Even at almost 90 years old, World War II veteran John S. Hernandez can recall the challenges facing him on his first day of kindergarten at Belvedere Elementary School in Los Angeles.

"My mother couldn't speak English, and I couldn't speak English because I was brought up by Mexican parents that had immigrated here in 1898," he said.

His ability to learn English in school was just one of many accomplishments he would attain: successful businessman; recipient of the Purple Heart and the Prisoner of War Medal, among other medals; and father who gave his children an education. Hernandez said he owes his accomplishments to a strong belief in the value of hard work and perseverance in the face of obstacles.

Hernandez was born to Miguel Hernandez and Ruth Sanchez in Los Angeles on Oct. 20, 1915. The family had 14 children, although only three lived past infancy, including John. His younger sister, Maria, died at 11 of meningitis.

In elementary school, Hernandez said he dealt with discriminatory remarks. Hernandez and his older brother Patrick fought children who insulted their heritage.

"If anyone called me a dirty Mexican, I'd say, 'Look, I'll see you outside after school,'" he said. "I'm not going to let you call me that, (and) get away with it."

▸ **EXERCISE DESCRIPTION**: Do these statements agree with the passage about John S. Hernandez? Answer yes or no for each, quoting the words from the passage that decide it. 1. His parents immigrated to the United States in 1898. 2. All 14 children in the Hernandez family lived past infancy. 3. His older brother was named Patrick.

▸ **GIVEN ENTRIES**:
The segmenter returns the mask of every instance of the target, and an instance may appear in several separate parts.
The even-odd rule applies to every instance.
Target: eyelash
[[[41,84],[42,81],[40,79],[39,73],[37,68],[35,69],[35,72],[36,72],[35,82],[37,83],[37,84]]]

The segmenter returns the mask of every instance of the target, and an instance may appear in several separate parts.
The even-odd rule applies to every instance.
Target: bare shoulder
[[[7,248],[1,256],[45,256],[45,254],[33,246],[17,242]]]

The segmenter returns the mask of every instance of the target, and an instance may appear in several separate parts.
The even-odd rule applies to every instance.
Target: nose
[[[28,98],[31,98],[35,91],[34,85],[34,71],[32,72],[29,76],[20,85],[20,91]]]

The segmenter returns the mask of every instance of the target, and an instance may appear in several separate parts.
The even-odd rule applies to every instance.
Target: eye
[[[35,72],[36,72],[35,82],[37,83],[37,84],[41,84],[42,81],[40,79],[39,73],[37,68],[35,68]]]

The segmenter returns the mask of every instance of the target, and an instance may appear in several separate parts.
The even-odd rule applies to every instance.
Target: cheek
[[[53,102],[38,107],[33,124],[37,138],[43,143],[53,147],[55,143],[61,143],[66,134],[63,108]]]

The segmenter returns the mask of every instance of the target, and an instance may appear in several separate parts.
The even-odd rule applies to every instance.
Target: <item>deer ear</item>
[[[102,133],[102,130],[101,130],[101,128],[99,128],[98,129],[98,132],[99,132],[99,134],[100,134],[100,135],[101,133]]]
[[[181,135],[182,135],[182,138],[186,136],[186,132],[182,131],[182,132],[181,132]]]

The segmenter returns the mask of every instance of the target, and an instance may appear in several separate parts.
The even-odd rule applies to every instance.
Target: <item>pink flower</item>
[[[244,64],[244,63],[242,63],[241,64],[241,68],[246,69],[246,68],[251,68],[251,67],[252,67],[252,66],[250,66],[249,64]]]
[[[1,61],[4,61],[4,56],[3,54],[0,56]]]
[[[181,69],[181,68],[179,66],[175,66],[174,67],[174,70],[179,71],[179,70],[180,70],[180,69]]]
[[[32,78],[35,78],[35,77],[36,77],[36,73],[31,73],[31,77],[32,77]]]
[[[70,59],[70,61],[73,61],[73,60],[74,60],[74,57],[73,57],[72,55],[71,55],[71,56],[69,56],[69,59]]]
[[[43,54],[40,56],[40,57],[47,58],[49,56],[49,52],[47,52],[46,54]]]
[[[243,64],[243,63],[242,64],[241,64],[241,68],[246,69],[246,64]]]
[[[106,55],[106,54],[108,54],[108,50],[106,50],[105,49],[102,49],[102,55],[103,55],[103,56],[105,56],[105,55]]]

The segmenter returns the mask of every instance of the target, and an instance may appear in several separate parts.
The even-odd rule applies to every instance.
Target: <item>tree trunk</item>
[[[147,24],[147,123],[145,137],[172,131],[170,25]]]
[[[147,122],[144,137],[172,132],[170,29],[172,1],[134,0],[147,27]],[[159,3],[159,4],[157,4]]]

▸ **EXERCISE SOLUTION**:
1. Yes: "had immigrated here in 1898"
2. No: "only three lived past infancy"
3. Yes: "his older brother Patrick"